▸ The problem: Copy every line of the following data that includes the string "tile".

(Entries taken from a collection)
+-------+

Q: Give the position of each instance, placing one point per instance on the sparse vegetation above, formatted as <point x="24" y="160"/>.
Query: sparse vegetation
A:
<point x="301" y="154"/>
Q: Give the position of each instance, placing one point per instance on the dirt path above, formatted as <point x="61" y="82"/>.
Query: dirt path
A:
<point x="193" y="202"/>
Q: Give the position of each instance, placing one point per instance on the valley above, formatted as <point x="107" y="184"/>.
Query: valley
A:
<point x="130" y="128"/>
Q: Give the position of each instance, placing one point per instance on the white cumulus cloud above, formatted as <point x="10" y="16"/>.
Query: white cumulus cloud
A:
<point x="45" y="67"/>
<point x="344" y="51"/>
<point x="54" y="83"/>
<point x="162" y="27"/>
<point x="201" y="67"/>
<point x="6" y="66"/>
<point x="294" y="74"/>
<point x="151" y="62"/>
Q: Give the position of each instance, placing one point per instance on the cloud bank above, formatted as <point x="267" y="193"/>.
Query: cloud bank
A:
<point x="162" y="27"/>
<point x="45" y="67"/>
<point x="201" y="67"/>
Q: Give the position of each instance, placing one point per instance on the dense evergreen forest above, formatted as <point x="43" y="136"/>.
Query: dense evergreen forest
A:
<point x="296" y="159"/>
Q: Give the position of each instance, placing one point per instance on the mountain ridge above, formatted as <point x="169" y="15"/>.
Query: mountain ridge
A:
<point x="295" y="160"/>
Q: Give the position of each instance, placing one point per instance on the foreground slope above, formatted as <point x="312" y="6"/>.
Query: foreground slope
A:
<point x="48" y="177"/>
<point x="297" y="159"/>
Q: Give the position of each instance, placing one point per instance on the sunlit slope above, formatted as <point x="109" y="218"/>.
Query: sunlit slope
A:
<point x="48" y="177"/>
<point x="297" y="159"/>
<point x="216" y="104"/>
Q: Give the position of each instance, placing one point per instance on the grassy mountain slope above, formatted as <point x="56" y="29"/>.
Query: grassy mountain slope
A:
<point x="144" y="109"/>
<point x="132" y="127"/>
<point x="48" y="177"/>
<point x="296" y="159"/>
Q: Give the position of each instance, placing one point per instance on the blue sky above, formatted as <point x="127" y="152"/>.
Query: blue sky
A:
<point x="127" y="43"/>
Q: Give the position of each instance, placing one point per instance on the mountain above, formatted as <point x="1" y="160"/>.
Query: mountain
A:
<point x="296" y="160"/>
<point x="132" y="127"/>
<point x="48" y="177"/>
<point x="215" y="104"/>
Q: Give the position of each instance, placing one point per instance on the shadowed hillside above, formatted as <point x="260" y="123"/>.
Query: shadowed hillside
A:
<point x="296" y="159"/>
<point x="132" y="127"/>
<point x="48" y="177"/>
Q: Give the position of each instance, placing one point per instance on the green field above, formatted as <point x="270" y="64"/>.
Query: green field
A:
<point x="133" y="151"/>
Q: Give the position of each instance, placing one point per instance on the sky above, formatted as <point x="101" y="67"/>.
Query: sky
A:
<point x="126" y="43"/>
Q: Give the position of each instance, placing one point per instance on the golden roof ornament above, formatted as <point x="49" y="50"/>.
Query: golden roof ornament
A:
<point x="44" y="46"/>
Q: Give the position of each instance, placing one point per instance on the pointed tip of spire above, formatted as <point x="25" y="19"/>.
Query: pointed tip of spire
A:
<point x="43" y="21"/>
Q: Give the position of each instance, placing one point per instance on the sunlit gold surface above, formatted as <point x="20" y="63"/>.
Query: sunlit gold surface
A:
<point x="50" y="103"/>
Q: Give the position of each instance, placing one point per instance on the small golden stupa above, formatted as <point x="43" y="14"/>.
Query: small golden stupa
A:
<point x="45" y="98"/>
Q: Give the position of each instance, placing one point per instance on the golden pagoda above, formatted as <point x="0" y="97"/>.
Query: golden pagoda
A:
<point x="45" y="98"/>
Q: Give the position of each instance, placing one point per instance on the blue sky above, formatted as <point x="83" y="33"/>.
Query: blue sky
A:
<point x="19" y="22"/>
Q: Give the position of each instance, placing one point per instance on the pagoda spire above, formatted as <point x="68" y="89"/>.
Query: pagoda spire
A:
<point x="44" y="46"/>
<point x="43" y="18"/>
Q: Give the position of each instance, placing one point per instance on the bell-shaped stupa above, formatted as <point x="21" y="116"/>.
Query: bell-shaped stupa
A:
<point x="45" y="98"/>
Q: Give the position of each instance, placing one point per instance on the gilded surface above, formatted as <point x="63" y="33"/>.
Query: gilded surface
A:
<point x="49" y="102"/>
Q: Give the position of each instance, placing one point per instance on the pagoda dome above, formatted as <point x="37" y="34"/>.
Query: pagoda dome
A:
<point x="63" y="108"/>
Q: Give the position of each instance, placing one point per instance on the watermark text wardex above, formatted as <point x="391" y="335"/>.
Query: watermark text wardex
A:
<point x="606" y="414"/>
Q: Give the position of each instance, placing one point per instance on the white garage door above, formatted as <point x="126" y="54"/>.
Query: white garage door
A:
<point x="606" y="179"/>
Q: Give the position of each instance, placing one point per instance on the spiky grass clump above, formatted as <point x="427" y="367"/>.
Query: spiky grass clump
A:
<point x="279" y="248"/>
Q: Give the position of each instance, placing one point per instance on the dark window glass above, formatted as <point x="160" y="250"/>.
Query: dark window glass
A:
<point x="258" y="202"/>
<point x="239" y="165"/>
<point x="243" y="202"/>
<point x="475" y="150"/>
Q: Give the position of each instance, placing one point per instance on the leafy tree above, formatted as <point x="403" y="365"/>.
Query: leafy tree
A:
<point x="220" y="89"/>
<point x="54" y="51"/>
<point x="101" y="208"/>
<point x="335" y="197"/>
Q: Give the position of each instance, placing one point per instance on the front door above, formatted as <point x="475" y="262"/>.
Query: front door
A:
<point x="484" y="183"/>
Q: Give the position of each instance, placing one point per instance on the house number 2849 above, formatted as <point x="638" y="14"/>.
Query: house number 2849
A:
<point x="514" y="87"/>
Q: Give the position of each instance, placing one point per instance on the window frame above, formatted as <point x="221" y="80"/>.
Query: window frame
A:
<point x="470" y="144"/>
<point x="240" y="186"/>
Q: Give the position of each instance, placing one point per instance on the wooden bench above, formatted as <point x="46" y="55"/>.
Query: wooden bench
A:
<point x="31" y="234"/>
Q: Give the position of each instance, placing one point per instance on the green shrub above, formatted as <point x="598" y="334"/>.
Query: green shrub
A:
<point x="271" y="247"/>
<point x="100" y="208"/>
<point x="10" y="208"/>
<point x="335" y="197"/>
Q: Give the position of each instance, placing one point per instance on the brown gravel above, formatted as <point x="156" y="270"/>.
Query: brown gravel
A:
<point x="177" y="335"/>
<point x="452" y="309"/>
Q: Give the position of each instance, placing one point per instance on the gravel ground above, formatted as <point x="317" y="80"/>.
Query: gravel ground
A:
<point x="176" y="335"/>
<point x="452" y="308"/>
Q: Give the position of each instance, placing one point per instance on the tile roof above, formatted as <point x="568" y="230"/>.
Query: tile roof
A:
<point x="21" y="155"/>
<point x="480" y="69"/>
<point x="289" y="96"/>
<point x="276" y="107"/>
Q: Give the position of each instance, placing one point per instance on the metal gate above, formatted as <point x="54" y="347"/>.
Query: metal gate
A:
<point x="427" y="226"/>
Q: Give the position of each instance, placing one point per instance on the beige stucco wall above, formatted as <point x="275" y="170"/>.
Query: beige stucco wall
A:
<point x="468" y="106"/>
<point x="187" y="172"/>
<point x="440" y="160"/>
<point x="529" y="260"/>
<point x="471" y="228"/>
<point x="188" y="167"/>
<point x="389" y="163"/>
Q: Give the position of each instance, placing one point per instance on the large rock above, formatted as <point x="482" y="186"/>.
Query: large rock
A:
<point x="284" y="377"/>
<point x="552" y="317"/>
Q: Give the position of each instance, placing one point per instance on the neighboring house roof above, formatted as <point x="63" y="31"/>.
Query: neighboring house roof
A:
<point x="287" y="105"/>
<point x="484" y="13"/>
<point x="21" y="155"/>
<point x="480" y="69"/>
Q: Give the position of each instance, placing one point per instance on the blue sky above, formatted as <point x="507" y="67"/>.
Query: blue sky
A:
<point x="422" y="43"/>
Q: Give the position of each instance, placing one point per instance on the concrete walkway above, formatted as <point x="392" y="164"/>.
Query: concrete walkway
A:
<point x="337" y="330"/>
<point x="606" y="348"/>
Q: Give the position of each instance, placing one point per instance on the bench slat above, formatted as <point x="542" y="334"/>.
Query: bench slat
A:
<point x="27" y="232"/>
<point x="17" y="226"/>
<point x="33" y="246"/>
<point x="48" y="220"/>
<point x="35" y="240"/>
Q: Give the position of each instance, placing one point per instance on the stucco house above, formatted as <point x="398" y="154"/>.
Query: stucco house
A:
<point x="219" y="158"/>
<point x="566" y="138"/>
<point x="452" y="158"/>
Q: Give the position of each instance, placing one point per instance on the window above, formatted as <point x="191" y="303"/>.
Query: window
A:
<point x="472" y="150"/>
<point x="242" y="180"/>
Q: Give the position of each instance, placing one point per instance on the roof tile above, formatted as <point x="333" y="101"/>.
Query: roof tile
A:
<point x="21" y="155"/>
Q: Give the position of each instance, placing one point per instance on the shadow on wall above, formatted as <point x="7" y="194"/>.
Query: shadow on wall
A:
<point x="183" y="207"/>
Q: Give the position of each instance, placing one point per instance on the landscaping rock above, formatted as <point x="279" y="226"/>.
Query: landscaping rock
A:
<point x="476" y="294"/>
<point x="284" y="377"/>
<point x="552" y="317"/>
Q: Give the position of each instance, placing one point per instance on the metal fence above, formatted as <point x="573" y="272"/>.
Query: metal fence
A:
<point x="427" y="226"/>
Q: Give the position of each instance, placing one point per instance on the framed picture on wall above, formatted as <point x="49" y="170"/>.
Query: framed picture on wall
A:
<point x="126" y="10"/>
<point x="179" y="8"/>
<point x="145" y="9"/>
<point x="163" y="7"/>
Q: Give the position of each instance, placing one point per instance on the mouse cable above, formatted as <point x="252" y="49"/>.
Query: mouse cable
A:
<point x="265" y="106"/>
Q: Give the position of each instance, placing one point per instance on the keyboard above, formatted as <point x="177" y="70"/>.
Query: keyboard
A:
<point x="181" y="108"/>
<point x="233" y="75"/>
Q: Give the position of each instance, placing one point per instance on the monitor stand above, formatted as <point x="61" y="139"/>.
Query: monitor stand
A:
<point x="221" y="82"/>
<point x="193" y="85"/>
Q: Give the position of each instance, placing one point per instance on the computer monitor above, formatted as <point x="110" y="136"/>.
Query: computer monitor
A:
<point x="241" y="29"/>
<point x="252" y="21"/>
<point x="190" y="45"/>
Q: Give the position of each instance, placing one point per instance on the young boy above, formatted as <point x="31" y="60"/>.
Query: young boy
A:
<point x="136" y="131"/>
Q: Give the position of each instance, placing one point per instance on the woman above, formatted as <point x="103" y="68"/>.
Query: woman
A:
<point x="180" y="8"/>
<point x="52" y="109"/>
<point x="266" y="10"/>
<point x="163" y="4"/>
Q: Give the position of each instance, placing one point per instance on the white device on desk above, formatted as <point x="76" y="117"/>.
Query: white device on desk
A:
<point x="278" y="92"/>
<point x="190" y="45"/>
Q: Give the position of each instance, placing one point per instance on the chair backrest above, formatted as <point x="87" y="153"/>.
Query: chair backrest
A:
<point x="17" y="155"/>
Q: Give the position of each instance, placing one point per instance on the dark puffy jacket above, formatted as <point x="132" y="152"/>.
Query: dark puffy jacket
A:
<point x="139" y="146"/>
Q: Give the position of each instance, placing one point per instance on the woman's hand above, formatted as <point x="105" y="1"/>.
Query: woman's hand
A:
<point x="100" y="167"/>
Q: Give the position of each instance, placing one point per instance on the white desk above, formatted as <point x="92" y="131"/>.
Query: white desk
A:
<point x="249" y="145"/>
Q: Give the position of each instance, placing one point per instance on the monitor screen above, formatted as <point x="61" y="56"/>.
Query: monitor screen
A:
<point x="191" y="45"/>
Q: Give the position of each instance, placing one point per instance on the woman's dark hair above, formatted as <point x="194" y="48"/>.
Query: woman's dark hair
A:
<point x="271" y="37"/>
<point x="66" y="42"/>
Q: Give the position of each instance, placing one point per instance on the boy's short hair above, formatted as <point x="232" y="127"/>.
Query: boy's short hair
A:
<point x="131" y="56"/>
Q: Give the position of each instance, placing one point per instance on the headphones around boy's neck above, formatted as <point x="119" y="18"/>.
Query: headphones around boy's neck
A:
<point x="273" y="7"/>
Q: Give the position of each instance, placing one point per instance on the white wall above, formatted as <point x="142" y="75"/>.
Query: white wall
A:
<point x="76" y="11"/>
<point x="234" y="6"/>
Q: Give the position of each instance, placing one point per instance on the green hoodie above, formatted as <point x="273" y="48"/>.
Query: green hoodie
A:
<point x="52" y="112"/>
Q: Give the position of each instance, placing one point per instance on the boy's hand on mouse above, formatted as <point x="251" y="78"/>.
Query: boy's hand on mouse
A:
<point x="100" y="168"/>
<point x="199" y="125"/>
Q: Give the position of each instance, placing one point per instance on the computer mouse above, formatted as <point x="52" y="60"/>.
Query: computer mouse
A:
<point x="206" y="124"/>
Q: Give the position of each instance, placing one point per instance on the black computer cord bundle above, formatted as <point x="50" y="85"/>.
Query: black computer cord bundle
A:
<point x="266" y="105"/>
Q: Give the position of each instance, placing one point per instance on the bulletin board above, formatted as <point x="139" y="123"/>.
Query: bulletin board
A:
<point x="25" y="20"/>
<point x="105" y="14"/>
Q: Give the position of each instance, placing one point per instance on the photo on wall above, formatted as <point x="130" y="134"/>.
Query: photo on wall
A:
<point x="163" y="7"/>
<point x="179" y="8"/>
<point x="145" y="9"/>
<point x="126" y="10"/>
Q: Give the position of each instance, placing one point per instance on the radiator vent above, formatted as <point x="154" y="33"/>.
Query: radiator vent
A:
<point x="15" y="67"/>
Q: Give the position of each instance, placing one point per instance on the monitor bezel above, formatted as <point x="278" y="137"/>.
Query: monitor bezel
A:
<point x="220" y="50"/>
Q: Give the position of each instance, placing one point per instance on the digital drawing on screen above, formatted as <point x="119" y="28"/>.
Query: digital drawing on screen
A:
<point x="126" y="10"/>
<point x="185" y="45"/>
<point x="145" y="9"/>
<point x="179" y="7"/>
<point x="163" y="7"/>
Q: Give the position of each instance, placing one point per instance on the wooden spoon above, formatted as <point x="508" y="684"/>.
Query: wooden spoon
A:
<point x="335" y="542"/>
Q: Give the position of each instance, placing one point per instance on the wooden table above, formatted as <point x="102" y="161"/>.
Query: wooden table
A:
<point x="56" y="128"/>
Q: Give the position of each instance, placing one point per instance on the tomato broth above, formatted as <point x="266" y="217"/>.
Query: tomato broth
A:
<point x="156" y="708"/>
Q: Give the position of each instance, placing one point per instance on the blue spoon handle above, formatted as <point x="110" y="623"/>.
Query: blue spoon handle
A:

+-------+

▸ Answer to this task:
Q: Give the position of each instance, placing one point per instance on the tile roof above, formatted as <point x="568" y="230"/>.
Query: tile roof
Q: Give the position of each instance, placing one point per instance on the roof tile above, formatted as <point x="333" y="101"/>.
Query: roof tile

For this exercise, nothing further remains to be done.